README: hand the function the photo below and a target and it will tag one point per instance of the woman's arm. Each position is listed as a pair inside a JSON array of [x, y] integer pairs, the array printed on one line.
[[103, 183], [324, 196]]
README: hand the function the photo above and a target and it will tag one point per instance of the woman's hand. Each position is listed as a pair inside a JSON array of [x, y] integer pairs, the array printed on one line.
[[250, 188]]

--

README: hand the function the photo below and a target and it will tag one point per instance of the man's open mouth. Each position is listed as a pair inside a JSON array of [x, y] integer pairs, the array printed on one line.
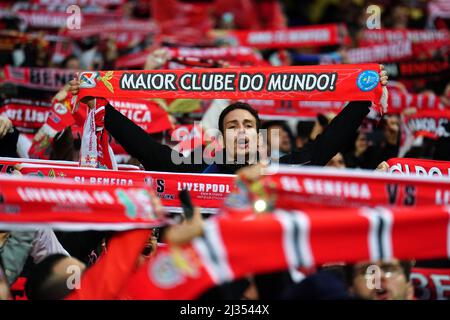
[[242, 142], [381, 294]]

■ Problem description ■
Arrange the data from the line containing "the woman's arm." through the line containing "[[103, 183], [324, 196]]" as a two-column CSV headed input and output, one row per README text with its answer beside it. Enclose every field in double quotes and replace any line breaks with spaces.

■ Problem solution ■
input,output
"README: hand the function the photo below and a target and it will tag one point per instance of the woman's arm. Each position is listed as a pair inside a JSON array of [x, y] integer pairs, the array printed on one line.","[[103, 183], [324, 196]]"